───── DOCUMENT SECTION ─────
I am a child of immigrants.
Of course, that should be obvious to anyone who has seen my pale skin and pointed nose. My face is strong evidence that I cannot make any “native” claims to America. Thanks to my grandfather’s careful reconstruction of fifteen generations of family history, however, I know much more than the simple fact that my ancestors immigrated to these shores. I know names, and dates, and countries of origin.
On my father’s side my family immigrated from Germany ten generations back. My eight-times-great-grandfather, Johann Peter Gutin, arrived in Philadelphia in 1752 with a young son but without his wife, who had died making the journey. Lucky for me he remarried and had more children, including my many-times-great uncle who was a master trumpeter with Washington’s Guard at Valley Forge. His brother, my ninth generation grandfather (Henry Gideon) also served in Washington’s army, and when he passed away at the ripe age of 101 he was laid out in state in the New York City Hall as a fitting honor for one of the last survivors of the Revolutionary War.
───── LISTED ENTRIES ─────
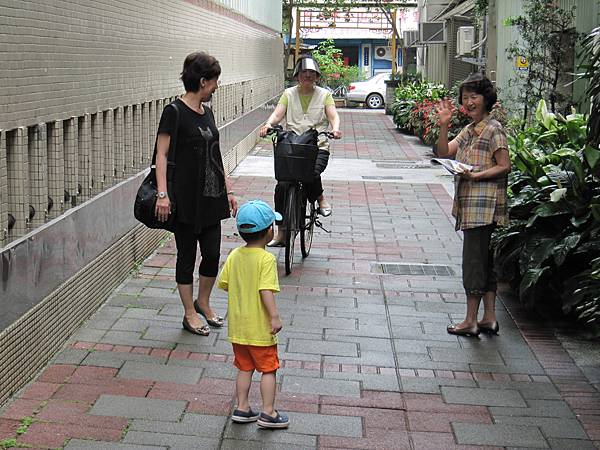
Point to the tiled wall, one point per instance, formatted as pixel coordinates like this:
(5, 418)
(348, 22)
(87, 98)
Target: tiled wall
(84, 84)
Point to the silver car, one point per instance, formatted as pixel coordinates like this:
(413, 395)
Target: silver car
(370, 92)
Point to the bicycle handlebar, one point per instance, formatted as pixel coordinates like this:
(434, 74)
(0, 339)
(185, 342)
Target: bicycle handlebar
(275, 128)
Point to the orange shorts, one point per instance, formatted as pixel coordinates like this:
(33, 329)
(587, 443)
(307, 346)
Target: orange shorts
(253, 357)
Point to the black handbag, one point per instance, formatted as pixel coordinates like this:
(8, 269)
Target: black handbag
(144, 208)
(295, 155)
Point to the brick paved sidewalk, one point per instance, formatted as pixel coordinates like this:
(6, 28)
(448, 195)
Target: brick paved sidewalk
(366, 360)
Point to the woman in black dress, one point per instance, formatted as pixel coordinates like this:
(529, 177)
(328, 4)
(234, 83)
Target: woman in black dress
(202, 192)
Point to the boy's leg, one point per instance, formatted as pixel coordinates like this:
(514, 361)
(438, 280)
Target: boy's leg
(268, 386)
(242, 388)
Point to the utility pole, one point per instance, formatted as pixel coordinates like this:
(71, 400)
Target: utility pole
(394, 48)
(297, 35)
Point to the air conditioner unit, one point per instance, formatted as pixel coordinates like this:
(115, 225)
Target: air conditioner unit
(432, 32)
(411, 38)
(383, 53)
(465, 36)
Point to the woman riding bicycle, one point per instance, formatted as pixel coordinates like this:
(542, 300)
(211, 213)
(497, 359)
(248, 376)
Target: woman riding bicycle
(305, 106)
─────
**PROBLEMS AND TASKS:**
(a) Which places are named in the family-history essay?
(b) Answer these questions about the family-history essay, one per line:
(i) How many generations of family history did the grandfather reconstruct?
(ii) In what year did Johann Peter Gutin arrive in Philadelphia?
(iii) At what age did Henry Gideon die?
(c) Can you extend the family-history essay, starting after its last sentence?

**OUTPUTS FOR THE TASKS:**
(a) America, Germany, Philadelphia, Valley Forge, New York City Hall

(b)
(i) Fifteen
(ii) 1752
(iii) 101

(c)
On my mother’s side of the family I have to go back a bit further – a total of twelve generations to be exact – when Thomas Hollingsworth crossed over from Ireland and married a New Jersey girl named Margaret in 1683. Incidentally, this side of the family also boasts a Revolutionary War soldier, John Benson from the Sixth Duchess County Militia. If I wanted to, I could apply for membership in the Daughters of the American Revolution (DAR) with documentation supporting my claim from both sides of my family.
But the thing is, I don’t want to join the DAR.
This reluctance does not reflect any antipathy toward my ancestry. I am proud of my family. They have been hard-working people who have contributed to this country in countless ways. They have been engineers and farmers, pastors and furniture makers, soldiers and sailors, and teachers – many, many teachers.
They have also been people who fought for justice for the oppressed. The story from my family history of which I am most proud is my Grandfather’s recounting of the birth of his grandfather in Indiana. The story is powerful because the new father left his wife and newborn twin sons only hours after their birth, because he understood that his responsibility for care extended beyond his own family. His house was a stop on the underground railroad, and when two new passengers arrived unexpectedly he left his little family and drove 40 miles is sub-zero temperatures to get these two unknown women a little closer to the safety of Canada.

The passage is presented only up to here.